* Goal of the exercise *
Give the count of lines in the entries that include "cloud", and write nothing besides it.

* Task material *
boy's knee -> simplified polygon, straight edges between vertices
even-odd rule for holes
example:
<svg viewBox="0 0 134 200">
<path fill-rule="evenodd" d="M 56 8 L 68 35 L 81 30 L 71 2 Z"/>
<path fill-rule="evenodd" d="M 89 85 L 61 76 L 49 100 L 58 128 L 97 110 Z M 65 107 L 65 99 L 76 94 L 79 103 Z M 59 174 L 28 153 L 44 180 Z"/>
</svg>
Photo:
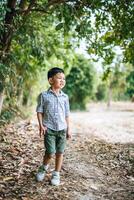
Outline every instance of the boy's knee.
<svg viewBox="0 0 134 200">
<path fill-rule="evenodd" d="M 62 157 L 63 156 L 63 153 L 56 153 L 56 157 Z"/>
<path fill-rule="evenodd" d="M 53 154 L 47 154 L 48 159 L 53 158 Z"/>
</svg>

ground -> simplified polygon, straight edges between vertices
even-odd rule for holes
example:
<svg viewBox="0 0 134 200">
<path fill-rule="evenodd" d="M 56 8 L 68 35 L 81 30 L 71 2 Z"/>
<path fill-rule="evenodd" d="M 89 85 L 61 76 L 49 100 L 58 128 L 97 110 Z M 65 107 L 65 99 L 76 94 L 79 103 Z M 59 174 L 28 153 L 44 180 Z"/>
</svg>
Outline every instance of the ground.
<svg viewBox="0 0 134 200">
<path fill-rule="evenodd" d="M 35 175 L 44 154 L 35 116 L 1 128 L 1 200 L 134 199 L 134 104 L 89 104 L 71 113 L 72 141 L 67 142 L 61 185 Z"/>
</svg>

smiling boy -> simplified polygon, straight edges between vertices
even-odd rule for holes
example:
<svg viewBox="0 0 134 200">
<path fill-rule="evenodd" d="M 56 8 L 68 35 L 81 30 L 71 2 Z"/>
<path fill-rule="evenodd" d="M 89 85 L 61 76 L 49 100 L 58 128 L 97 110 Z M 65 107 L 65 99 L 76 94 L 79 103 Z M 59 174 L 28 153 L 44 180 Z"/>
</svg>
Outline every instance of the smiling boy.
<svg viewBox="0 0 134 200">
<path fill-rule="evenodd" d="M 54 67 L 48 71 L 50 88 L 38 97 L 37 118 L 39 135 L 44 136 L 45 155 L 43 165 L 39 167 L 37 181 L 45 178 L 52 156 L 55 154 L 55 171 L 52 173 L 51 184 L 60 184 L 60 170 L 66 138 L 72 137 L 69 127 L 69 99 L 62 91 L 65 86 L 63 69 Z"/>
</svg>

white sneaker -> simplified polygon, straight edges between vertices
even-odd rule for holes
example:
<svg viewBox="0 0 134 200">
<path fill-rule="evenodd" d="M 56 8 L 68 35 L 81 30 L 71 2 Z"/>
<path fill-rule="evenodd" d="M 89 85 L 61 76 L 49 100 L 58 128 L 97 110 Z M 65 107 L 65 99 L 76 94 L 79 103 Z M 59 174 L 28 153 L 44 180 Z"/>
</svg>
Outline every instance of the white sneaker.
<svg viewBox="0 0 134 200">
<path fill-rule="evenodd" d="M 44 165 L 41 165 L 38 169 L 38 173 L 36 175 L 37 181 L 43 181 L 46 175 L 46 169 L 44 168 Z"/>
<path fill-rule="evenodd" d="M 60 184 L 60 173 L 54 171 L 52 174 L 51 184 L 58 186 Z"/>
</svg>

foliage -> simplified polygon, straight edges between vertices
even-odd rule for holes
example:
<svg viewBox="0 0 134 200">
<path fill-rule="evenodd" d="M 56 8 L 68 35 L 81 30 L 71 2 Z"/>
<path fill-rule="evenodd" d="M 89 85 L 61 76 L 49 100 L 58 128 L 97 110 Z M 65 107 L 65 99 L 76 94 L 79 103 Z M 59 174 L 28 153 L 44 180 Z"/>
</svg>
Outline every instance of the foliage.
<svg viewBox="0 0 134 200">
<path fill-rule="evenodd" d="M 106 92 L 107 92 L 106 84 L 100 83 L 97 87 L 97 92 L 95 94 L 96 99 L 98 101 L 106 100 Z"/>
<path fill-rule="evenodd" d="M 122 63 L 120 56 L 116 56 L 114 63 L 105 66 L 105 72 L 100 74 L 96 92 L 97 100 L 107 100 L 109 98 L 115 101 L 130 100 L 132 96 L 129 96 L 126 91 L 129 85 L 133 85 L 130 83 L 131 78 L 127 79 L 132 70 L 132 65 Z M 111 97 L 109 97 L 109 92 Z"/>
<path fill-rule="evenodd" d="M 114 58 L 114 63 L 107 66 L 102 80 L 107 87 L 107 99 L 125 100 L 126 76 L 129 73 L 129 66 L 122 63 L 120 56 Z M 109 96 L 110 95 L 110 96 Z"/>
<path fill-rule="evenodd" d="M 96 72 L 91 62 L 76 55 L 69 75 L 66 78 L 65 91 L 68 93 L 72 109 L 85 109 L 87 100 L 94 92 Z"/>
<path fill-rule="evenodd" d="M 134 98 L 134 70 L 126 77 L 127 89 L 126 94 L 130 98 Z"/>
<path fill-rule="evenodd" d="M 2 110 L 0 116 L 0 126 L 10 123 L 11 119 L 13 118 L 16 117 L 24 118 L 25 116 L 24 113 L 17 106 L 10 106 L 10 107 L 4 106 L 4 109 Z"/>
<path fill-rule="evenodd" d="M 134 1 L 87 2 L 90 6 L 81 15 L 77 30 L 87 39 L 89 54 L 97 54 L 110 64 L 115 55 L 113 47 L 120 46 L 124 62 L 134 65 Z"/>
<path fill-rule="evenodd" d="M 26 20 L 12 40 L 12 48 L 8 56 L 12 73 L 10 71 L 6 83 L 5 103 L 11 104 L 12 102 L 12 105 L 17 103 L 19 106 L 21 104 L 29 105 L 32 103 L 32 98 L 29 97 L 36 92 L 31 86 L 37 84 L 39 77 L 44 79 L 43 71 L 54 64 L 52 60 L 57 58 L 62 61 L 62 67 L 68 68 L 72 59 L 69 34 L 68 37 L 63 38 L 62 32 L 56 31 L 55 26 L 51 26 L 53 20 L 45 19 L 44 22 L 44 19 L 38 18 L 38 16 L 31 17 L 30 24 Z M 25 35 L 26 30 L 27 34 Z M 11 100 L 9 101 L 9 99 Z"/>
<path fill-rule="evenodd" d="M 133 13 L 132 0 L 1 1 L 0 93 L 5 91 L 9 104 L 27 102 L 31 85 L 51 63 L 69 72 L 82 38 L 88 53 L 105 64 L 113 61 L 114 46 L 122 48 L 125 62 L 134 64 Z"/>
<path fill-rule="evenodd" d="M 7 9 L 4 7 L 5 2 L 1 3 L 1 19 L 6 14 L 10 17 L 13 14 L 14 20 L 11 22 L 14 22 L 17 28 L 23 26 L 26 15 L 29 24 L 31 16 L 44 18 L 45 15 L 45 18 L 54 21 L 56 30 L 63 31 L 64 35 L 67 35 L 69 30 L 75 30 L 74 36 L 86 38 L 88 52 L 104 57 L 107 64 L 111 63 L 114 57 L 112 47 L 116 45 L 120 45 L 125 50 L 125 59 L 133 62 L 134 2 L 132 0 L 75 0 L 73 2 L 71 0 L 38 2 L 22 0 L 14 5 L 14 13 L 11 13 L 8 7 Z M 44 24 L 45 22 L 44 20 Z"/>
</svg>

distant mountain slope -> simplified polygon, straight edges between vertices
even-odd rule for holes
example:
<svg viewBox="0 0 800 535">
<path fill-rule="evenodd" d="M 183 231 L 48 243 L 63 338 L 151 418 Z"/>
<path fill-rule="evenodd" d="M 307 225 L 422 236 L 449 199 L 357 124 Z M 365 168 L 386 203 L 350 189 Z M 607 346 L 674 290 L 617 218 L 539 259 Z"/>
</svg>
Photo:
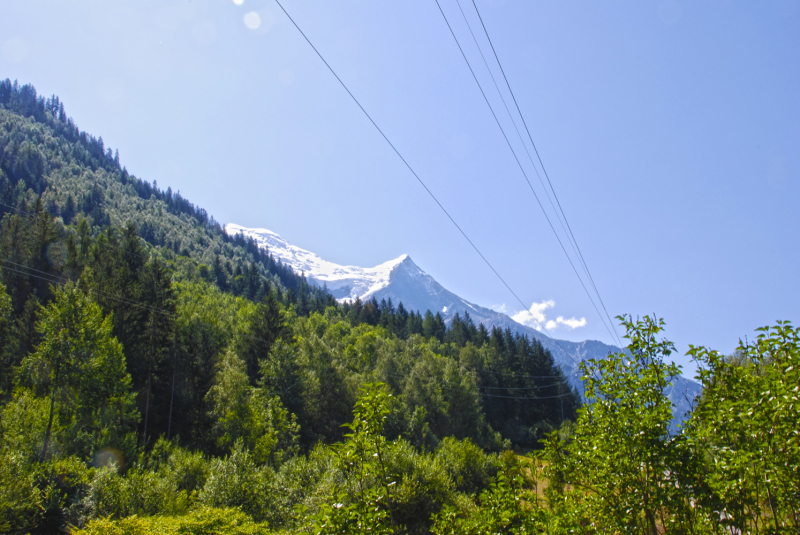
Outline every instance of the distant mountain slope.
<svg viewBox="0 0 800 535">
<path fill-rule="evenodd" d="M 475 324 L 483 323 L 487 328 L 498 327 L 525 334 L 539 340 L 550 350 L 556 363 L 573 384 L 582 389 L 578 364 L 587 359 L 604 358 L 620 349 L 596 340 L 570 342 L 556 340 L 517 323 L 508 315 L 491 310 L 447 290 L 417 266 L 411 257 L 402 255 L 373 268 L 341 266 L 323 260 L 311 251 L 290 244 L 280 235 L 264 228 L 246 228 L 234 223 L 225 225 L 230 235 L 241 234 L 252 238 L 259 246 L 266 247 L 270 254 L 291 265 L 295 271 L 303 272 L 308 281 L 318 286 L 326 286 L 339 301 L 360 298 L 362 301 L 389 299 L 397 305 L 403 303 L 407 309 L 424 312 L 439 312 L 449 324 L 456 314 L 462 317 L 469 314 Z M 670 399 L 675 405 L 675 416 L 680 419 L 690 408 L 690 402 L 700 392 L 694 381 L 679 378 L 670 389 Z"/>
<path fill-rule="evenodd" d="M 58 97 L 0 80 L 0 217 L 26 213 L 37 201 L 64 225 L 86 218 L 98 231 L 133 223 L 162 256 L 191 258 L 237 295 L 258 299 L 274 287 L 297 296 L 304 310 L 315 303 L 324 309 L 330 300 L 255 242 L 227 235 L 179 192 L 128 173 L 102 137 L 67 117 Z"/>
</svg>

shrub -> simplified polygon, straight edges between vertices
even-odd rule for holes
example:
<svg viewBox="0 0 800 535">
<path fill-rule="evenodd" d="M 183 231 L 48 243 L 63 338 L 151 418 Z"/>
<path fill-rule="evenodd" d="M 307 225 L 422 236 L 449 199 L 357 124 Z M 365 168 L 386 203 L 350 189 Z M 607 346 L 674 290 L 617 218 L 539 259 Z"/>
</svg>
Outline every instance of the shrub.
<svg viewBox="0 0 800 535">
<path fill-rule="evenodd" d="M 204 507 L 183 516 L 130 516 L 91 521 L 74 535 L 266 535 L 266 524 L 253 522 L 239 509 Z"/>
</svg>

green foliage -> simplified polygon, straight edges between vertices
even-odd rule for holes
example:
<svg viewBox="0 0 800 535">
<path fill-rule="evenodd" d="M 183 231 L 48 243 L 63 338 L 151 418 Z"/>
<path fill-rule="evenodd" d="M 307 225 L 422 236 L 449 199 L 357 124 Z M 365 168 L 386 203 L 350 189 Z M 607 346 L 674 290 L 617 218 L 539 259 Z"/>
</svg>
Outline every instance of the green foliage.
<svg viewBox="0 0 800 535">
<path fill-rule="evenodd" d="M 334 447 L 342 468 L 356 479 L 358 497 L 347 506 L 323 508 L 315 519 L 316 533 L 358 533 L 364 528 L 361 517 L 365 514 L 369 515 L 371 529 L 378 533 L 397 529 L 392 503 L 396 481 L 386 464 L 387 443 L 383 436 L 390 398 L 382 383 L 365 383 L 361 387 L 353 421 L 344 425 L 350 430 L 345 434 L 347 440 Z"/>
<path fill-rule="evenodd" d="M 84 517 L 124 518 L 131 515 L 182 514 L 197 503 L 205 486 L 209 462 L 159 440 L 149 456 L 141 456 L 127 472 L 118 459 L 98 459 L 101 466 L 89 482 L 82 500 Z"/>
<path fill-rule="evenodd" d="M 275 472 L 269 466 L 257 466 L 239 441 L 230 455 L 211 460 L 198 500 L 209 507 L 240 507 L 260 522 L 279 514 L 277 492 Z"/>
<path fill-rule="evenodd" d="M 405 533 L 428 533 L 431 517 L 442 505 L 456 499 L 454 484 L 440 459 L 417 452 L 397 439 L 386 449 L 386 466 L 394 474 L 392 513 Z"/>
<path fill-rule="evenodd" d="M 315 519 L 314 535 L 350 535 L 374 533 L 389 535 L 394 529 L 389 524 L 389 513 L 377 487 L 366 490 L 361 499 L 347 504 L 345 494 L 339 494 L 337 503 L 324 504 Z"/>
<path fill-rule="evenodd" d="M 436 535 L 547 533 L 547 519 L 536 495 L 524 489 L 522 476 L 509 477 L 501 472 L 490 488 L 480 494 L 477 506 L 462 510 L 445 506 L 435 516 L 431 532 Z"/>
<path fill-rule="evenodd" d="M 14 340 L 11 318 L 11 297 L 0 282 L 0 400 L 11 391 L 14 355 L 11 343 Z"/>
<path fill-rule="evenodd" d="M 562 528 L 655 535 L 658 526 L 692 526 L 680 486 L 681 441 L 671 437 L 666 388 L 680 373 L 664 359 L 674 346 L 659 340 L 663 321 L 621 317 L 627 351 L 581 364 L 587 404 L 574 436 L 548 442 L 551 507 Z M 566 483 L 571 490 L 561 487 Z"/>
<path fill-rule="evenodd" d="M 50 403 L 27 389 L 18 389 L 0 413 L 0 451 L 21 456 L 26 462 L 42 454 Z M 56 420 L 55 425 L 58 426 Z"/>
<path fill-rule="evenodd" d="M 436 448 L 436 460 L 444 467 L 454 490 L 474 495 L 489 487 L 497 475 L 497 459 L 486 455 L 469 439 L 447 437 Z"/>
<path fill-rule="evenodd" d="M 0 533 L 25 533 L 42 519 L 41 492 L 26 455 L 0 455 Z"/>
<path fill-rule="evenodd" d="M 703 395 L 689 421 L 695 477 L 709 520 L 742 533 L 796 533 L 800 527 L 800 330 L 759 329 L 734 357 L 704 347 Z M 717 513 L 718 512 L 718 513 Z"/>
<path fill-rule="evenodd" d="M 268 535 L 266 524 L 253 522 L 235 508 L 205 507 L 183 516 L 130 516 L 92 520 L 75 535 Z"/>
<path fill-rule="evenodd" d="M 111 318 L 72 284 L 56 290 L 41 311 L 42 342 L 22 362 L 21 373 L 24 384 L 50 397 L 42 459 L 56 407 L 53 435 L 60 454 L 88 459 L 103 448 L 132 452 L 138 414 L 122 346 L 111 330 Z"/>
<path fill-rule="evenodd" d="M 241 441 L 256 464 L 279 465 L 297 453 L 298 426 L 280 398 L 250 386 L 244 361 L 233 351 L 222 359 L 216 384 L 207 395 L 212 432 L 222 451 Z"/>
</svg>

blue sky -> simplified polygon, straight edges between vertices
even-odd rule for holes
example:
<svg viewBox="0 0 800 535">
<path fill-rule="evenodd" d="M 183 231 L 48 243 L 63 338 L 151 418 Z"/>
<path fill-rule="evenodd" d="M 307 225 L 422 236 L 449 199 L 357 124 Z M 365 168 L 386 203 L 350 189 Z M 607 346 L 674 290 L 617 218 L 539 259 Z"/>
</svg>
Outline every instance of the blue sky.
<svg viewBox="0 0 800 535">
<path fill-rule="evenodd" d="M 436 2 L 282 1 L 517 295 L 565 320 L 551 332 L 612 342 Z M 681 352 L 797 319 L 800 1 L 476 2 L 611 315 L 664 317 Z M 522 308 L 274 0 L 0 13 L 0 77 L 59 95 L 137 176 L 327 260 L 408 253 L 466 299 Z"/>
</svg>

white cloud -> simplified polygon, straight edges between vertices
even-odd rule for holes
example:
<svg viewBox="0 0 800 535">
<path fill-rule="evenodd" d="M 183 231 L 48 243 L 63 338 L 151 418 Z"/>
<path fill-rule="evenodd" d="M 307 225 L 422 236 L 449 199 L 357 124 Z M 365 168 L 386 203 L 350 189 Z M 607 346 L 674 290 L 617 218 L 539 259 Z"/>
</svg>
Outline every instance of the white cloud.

* Final answer *
2